**Dataset:**
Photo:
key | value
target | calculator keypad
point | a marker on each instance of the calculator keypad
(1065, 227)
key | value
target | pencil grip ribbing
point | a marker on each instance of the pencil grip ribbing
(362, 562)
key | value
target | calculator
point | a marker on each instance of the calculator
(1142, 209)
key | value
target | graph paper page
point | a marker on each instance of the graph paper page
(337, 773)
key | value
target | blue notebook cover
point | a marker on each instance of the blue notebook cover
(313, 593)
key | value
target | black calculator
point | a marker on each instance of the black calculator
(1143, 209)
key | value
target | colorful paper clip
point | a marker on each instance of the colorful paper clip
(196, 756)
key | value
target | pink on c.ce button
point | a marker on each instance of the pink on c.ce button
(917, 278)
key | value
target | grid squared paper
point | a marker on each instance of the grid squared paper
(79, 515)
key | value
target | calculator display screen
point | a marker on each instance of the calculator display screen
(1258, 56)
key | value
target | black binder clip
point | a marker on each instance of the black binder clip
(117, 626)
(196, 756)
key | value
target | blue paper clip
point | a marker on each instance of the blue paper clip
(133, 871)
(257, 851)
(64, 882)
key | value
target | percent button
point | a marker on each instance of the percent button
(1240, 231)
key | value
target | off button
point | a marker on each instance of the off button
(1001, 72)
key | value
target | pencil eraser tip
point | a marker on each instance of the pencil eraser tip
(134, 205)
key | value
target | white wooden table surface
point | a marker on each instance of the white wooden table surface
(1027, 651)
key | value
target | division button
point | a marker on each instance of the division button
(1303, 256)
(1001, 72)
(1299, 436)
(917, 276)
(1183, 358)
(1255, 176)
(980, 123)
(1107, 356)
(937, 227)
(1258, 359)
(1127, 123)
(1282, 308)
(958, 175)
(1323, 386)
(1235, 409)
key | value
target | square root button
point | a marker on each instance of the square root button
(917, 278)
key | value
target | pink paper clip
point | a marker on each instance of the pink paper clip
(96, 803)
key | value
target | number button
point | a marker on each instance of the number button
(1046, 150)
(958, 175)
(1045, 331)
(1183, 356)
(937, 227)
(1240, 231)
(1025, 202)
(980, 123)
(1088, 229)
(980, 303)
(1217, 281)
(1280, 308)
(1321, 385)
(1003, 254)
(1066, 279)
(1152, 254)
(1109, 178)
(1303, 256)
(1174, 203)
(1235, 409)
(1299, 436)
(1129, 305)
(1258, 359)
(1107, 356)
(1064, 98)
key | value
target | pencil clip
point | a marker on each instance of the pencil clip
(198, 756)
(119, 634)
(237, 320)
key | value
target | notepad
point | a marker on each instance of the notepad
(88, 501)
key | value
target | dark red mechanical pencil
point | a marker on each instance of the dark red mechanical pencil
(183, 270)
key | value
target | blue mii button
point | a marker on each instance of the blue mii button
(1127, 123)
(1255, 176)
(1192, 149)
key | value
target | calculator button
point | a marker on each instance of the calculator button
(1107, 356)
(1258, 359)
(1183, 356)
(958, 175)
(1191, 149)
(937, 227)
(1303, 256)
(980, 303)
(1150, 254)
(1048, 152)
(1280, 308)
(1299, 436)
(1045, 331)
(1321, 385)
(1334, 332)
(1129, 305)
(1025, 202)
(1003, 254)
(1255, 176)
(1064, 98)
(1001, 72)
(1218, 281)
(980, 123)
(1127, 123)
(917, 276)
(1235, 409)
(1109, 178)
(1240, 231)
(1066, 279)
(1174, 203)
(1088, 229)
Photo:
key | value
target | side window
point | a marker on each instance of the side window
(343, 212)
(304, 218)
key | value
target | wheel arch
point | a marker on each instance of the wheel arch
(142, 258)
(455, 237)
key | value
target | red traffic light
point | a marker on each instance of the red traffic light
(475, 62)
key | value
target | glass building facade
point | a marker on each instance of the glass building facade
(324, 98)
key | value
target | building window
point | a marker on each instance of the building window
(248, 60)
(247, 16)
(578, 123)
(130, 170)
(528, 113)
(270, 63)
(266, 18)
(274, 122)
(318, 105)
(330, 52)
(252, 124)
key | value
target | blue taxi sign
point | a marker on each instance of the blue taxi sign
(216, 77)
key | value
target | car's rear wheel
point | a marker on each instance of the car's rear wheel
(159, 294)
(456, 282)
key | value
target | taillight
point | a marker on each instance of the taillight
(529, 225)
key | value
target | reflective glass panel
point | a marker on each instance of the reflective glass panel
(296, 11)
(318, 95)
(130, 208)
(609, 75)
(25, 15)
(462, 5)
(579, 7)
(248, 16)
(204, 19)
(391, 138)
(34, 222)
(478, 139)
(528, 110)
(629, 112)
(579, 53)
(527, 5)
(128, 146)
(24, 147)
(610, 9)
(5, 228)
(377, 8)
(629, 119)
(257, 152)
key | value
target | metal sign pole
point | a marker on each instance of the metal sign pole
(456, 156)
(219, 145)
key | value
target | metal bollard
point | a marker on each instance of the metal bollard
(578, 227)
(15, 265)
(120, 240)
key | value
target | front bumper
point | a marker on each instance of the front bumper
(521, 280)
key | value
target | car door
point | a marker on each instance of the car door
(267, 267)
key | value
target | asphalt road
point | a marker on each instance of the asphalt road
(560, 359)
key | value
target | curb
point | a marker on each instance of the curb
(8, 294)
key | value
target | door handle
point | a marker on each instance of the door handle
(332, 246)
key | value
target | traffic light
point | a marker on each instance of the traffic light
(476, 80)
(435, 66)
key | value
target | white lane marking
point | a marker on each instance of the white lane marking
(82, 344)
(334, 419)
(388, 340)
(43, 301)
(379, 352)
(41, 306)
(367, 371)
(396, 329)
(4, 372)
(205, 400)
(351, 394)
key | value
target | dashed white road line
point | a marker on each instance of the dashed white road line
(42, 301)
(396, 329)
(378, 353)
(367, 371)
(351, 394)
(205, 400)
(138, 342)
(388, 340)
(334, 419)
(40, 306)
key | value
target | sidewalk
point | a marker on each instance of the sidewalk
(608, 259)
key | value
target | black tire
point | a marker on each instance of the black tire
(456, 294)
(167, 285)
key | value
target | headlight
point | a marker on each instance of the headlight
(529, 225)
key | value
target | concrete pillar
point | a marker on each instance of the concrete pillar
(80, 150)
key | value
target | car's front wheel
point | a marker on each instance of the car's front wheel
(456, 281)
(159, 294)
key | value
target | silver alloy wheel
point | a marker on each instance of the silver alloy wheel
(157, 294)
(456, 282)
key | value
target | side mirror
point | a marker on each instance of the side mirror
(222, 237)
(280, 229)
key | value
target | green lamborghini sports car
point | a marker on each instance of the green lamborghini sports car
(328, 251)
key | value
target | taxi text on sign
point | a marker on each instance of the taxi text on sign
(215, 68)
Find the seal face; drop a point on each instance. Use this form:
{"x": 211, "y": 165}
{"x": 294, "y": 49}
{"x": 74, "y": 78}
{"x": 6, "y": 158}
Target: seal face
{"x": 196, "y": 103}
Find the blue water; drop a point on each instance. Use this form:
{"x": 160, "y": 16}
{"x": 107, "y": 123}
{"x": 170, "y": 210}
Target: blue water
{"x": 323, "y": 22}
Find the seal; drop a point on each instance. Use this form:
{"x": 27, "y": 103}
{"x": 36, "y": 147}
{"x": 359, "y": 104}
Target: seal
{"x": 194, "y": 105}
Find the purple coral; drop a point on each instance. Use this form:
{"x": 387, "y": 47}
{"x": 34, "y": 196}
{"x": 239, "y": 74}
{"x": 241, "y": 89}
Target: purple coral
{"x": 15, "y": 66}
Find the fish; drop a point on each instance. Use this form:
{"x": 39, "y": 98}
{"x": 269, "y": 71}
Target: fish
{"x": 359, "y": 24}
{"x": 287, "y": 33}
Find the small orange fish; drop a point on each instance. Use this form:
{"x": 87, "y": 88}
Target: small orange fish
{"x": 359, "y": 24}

**The exercise:**
Please copy all of the records above, line for line, without changing anything.

**Response:**
Photo:
key | value
target | calculator keypad
point | a marker on each instance of the calculator keypad
(1065, 227)
key | value
target | pencil grip ribbing
point | a marker on each instance of the pencil grip ribbing
(362, 562)
key | value
target | calculator
point | a marker on each instance of the calculator
(1142, 209)
key | value
target | graph paper page
point | a marker on each instance of the graph paper page
(337, 773)
key | value
target | blue notebook cover
point | a marker on each instance of the blue notebook cover
(313, 593)
key | value
target | black calculator
point | a marker on each instance of the black calculator
(1143, 209)
key | value
target | colorful paper clip
point | a marker on each instance of the colorful paper clip
(196, 756)
key | value
target | pink on c.ce button
point | a marker on each instance of the pink on c.ce button
(917, 278)
key | value
target | grid squared paper
point | a marker on each instance of the grid squared paper
(79, 515)
key | value
target | calculator display screen
point | a marker on each instance of the calculator display screen
(1258, 56)
key | value
target | black binder clip
point | a marker on each instance of the black binder clip
(117, 626)
(196, 756)
key | value
target | blue paper clip
point | a marker on each instance of the blue paper clip
(133, 871)
(257, 851)
(64, 882)
key | value
target | percent button
point | a marker on each instance of the percent button
(1240, 231)
key | value
target | off button
point | a marker on each instance of the off button
(1001, 72)
key | value
target | pencil eraser tip
point | a marker on each instance of the pencil eraser tip
(134, 205)
key | value
target | white wooden table surface
point | a marker on each instance of the white wooden table surface
(1027, 651)
key | value
target | division button
point | a marker on each instance of the division button
(1303, 256)
(1001, 72)
(1299, 436)
(917, 276)
(1183, 358)
(1255, 176)
(980, 123)
(1107, 356)
(937, 227)
(1258, 359)
(1127, 123)
(1282, 308)
(958, 175)
(1323, 386)
(1235, 409)
key | value
target | square root button
point | a marker on each instance of the square root button
(917, 278)
key | value
target | pink paper clip
point | a marker on each instance of the pink paper clip
(96, 803)
key | value
target | number button
point | a marker on each instance of the number button
(1046, 150)
(958, 175)
(1045, 331)
(1183, 356)
(937, 227)
(1240, 231)
(1025, 202)
(980, 123)
(1088, 229)
(980, 303)
(1217, 281)
(1280, 308)
(1321, 385)
(1003, 254)
(1066, 279)
(1152, 254)
(1109, 178)
(1303, 256)
(1174, 203)
(1235, 409)
(1299, 436)
(1129, 305)
(1258, 359)
(1107, 356)
(1064, 98)
key | value
target | pencil clip
point | a marker on each instance of the pencil clip
(198, 756)
(119, 634)
(237, 320)
key | value
target | notepad
point | a marker on each instance of the notepad
(88, 501)
key | value
target | dark red mechanical pencil
point | a marker on each instance of the dark red mechanical pencil
(183, 270)
key | value
target | blue mii button
point | a marker on each instance of the blue mii button
(1127, 123)
(1255, 176)
(1192, 149)
key | value
target | calculator button
point | a marker on each instance of the calculator button
(1107, 356)
(1258, 359)
(1183, 356)
(958, 175)
(1191, 149)
(937, 227)
(1303, 256)
(980, 303)
(1150, 254)
(1048, 152)
(1280, 308)
(1299, 436)
(1045, 331)
(1321, 385)
(1334, 332)
(1129, 305)
(1025, 202)
(1003, 254)
(1255, 176)
(1064, 98)
(1001, 72)
(1218, 281)
(980, 123)
(1127, 123)
(917, 276)
(1235, 409)
(1109, 178)
(1240, 231)
(1066, 279)
(1174, 203)
(1088, 229)
Photo:
key | value
target | side window
point | a marker on each instance of the side window
(343, 212)
(304, 218)
key | value
target | wheel arch
point | a marker on each instance of the wheel arch
(142, 258)
(455, 237)
key | value
target | red traffic light
point | a marker on each instance of the red traffic light
(475, 62)
key | value
target | glass building facade
point | a marker on each instance of the glass building facade
(324, 98)
key | value
target | building window
point | a marker on each instance of the building window
(248, 60)
(247, 16)
(578, 123)
(130, 170)
(528, 113)
(270, 63)
(266, 18)
(274, 122)
(318, 105)
(330, 52)
(252, 124)
key | value
target | blue taxi sign
point | a marker on each instance of the blue taxi sign
(216, 77)
key | value
target | car's rear wheel
point | a marker on each instance of the car's rear wheel
(159, 294)
(456, 282)
key | value
target | taillight
point | a marker on each instance of the taillight
(529, 225)
key | value
target | reflective glass panel
point | a marker on each instance of the reflective glass panel
(296, 11)
(318, 95)
(130, 208)
(609, 75)
(25, 15)
(462, 5)
(579, 7)
(248, 16)
(204, 19)
(391, 138)
(34, 222)
(478, 139)
(528, 110)
(629, 112)
(579, 53)
(527, 5)
(128, 146)
(24, 147)
(610, 9)
(5, 228)
(377, 8)
(629, 119)
(257, 152)
key | value
target | metal sign pole
point | a marker on each instance of the metal sign pole
(456, 156)
(219, 145)
key | value
target | metal bollard
point | a marker on each instance of the metal bollard
(578, 227)
(15, 265)
(120, 240)
key | value
target | front bumper
point | a marker on each instance of the front bumper
(521, 280)
key | value
target | car door
point | a marker on each instance of the car door
(267, 267)
key | value
target | asphalt road
point | a marker on each instance of the asphalt road
(560, 359)
key | value
target | curb
point | a marker on each instance of the curb
(8, 294)
key | value
target | door handle
point | a marker on each instance of the door handle
(332, 246)
key | value
target | traffic light
point | a marker on each instance of the traffic light
(476, 80)
(435, 66)
key | value
target | white lane marking
point | a marker on each instance of the white lane marking
(82, 344)
(334, 419)
(388, 340)
(43, 301)
(379, 352)
(41, 306)
(367, 371)
(396, 329)
(4, 372)
(205, 400)
(351, 394)
key | value
target | dashed white road line
point | a marker on each instance of the dashed white road line
(42, 301)
(396, 329)
(378, 353)
(367, 371)
(351, 394)
(205, 400)
(138, 342)
(388, 340)
(334, 419)
(40, 306)
key | value
target | sidewalk
point | a marker on each instance of the sidewalk
(608, 259)
key | value
target | black tire
point | a marker on each instance of the black tire
(456, 294)
(167, 285)
key | value
target | headlight
point | a marker on each instance of the headlight
(529, 225)
key | value
target | concrete pillar
point | a marker on each instance of the concrete pillar
(80, 150)
key | value
target | car's front wheel
point | a marker on each instance of the car's front wheel
(456, 281)
(159, 294)
key | value
target | silver alloy wheel
point | a marker on each instance of the silver alloy wheel
(157, 294)
(456, 282)
key | value
target | side mirror
point | a marker on each instance of the side mirror
(222, 237)
(280, 229)
key | value
target | green lamborghini sports car
point | a marker on each instance of the green lamborghini sports car
(328, 251)
key | value
target | taxi text on sign
point | a marker on each instance of the taxi text on sign
(215, 68)
Find the seal face; drop a point on each instance. Use this form:
{"x": 211, "y": 165}
{"x": 294, "y": 49}
{"x": 74, "y": 78}
{"x": 6, "y": 158}
Target: seal face
{"x": 196, "y": 103}
Find the blue water; drop a point on each instance. Use this form:
{"x": 160, "y": 16}
{"x": 107, "y": 123}
{"x": 170, "y": 210}
Target: blue water
{"x": 323, "y": 22}
Find the seal; drop a point on each instance. Use this form:
{"x": 27, "y": 103}
{"x": 36, "y": 147}
{"x": 359, "y": 104}
Target: seal
{"x": 194, "y": 105}
Find the purple coral; drop a point on each instance. Use this form:
{"x": 387, "y": 47}
{"x": 34, "y": 196}
{"x": 239, "y": 74}
{"x": 241, "y": 89}
Target: purple coral
{"x": 15, "y": 66}
Find the fish; drop a point on each instance. Use this form:
{"x": 39, "y": 98}
{"x": 269, "y": 71}
Target: fish
{"x": 359, "y": 24}
{"x": 287, "y": 33}
Find the small orange fish; drop a point on each instance. Use this form:
{"x": 87, "y": 88}
Target: small orange fish
{"x": 359, "y": 24}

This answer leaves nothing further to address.